- _Listed entries_

'''

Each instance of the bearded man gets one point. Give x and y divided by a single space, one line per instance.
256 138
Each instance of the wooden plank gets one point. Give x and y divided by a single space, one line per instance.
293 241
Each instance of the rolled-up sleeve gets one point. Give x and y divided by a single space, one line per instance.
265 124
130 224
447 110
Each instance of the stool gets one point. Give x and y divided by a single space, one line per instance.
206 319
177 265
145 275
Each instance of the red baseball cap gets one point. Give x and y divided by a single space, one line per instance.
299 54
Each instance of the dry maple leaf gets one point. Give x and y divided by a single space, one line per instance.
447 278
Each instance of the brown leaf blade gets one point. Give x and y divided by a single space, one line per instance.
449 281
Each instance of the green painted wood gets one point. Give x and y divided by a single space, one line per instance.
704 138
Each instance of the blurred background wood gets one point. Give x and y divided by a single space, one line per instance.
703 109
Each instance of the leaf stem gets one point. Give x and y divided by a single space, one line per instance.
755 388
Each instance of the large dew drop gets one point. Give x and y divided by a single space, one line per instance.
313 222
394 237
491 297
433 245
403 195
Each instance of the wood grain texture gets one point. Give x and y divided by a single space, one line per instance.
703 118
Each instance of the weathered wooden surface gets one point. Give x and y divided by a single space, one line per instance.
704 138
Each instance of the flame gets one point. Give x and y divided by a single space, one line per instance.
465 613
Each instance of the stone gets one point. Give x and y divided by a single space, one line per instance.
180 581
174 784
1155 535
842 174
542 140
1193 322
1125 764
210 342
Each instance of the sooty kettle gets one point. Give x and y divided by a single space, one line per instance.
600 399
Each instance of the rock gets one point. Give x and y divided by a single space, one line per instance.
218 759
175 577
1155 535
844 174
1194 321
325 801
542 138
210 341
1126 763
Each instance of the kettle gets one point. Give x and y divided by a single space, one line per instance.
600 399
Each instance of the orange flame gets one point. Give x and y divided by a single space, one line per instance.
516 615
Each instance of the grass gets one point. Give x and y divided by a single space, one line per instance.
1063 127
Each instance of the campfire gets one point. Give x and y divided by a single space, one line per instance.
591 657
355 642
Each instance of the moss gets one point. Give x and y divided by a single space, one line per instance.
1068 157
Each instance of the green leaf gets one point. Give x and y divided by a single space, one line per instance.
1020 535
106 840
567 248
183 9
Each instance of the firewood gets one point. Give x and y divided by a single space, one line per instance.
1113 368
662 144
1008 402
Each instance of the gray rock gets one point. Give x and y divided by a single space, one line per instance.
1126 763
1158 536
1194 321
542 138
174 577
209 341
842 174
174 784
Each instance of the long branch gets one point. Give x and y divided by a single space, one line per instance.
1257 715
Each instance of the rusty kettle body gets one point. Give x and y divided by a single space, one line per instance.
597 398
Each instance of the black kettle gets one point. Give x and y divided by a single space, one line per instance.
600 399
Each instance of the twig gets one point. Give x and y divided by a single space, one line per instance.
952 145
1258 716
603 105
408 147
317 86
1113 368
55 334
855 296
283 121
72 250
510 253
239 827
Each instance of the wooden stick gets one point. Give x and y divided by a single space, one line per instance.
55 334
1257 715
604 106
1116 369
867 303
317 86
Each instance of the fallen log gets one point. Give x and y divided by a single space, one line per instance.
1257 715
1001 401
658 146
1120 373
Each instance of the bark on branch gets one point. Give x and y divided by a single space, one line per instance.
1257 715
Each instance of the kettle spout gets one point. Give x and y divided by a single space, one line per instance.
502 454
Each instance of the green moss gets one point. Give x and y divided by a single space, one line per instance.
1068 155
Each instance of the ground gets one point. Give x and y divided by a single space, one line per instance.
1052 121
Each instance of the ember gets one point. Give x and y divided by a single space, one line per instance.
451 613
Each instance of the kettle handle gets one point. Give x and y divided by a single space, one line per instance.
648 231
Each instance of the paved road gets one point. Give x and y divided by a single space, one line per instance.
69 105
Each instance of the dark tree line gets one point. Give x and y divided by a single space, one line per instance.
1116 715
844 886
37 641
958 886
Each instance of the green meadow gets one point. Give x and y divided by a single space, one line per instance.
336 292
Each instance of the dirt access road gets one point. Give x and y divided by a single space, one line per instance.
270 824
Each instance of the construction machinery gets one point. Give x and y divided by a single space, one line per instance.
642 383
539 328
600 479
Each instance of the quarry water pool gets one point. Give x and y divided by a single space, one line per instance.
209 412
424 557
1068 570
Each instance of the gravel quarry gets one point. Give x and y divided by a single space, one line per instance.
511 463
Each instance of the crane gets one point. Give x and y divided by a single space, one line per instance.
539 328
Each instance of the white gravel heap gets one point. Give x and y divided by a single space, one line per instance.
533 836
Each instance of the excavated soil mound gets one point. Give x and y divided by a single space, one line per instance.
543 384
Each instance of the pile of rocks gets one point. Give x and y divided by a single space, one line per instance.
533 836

'''

- _Direction_
Print all of the entries above again word for word, changing and leaving out nothing.

- _Worked solution_
Each instance of the bearded man gets one point. Give x and y divided by a single space, one line per instance.
256 138
Each instance of the wooden plank gets one point. Give x and y divided by a single space, one line per instance.
293 241
Each instance of the rolled-up sleeve gets one point. Give x and y divided by a single space, one line per instance.
265 124
130 224
447 110
Each instance of the stool gets one point. Give x and y divided by a single space, one line per instance.
206 319
177 265
145 275
Each instance of the red baseball cap gets one point. Give x and y divided by a single space, one line per instance.
299 54
Each instance of the dry maple leaf gets one point. Give x and y divided by a single space, one line per instance.
447 278
Each instance of the brown leaf blade gets one point. Give x and y divided by a single space, one line per instance.
449 281
Each instance of the green painted wood gets one point. Give x and y divided by a single space, one line per instance.
704 138
Each instance of the blurred background wood gets one point. Give x and y divided by a single space, one line per instance.
703 109
Each instance of the leaf stem gets one point. Give x and y divided by a single space, one line per instance.
755 388
Each instance of the large dew drop gets one point. Give x and y divided by a single space, one line per instance.
313 222
394 237
491 297
433 245
403 195
Each instance of the wood grain texture gets one point. Give x and y divided by a single space, one line per instance.
703 118
Each instance of the weathered wooden surface gets one point. Give x and y divided by a single space, one line per instance.
704 138
Each instance of the flame gets one point. Give x and y divided by a single space, one line per instance.
465 613
Each instance of the stone gets one point. Give x and y divided by a single space, one line per instance.
180 581
174 784
1155 535
842 174
542 140
1193 322
1125 764
210 342
Each instance of the sooty kettle gets one point. Give x and y divided by a single space, one line per instance.
600 399
Each instance of the rock gets one point. Give x and y divided by a single space, one line per instance.
218 759
175 577
1155 535
844 174
1194 321
325 801
542 138
210 341
1126 763
Each instance of the kettle gets one point. Give x and y divided by a single space, one line per instance.
600 399
Each instance of the orange flame gets one point. Give x and y divided by a single space, one line per instance.
516 615
Each instance of the grass gets one point. Give x and y divided by a single space, one line per instance.
1063 127
Each instance of the campfire gets one point. Give x and y divided by a single space, one line per instance.
591 657
355 642
Each instance of the moss gets one point. Give x and y divided by a single space, one line per instance.
1068 157
Each instance of the green leaf gets one point. Give x and y divided by a single space, one line per instance.
1020 535
106 840
567 248
183 9
Each instance of the firewood gets one point. Give x and y divided by a single space, one line per instance.
1113 368
662 144
1008 402
Each instance of the gray rock gets one point. Give x and y divided by a single space, one line per instance.
1126 763
1158 536
1194 321
542 138
174 577
209 341
842 174
174 784
Each instance of the long branch gets one point. Give x and y divided by a single space, one line per instance.
1257 715
Each instance of the rusty kettle body gets one point. Give x and y divided by a single space, one line per instance.
597 398
Each instance of the black kettle gets one point. Give x and y divided by a single space, one line per instance.
600 399
Each instance of the twig gets one point. Give x and y divided by a single space, one line per instance.
952 145
1258 716
603 105
408 147
317 86
1113 368
55 334
855 296
283 121
72 250
510 253
239 827
Each instance of the wooden stick gets one point. Give x and y divided by a single space, one line per instance.
55 334
1257 715
604 106
1116 369
867 303
317 86
Each instance of the fallen log gets one point. Give x and y divided by a single space, one line per instance.
1257 715
1001 401
658 146
1120 373
Each instance of the bark on branch gets one point. Give x and y divided by a single space, one line per instance.
1257 715
Each instance of the kettle spout gets one point. Give x and y divided by a single space, one line per instance.
502 454
Each instance of the green moss gets one point. Give x and y divided by a single space, one line per instance.
1068 155
Each instance of the ground gets one point. Give x and y divided by a single space, one line per instance.
1052 121
Each instance of the ember gets one point. Give x and y divided by a single space, one line per instance.
451 613
Each instance of the kettle handle gets one point. Give x and y divided by a single space, one line per instance.
648 231
Each instance of the paved road gets one point. Give x and y divided by a single space, one line per instance.
69 105
Each instance of the dark tree line gets one point. Give x and y divided by a single space, one line per instance.
1116 715
844 886
37 641
958 886
Each instance of the green meadow gets one point. Give x and y divided by a single space, one line per instance.
336 292
Each instance of the dirt access road gets one point. Give x and y divided by a single space, one line per instance.
270 824
Each instance of the construction machinery gets one point. Give x and y divided by a single space, one line per instance.
642 383
539 328
600 479
Each instance of the quarry water pool gets one point. Give x and y divided by a single space, one line per instance.
209 412
424 557
1068 570
Each instance of the gravel quarry gets one point. Give x and y divided by a single space, one line per instance.
511 463
Each instance of the crane gets one point. Give x and y divided by a single space, one line per instance.
539 328
Each instance of the white gravel heap gets one point. Give x and y divided by a single space, one line per instance.
533 836
Each instance of the excavated soil mound gets one point. Give x and y divided by a single space, one line per instance.
543 384
Each instance of the pile of rocks gets one point. Give x and y divided by a single space, one line per instance.
533 836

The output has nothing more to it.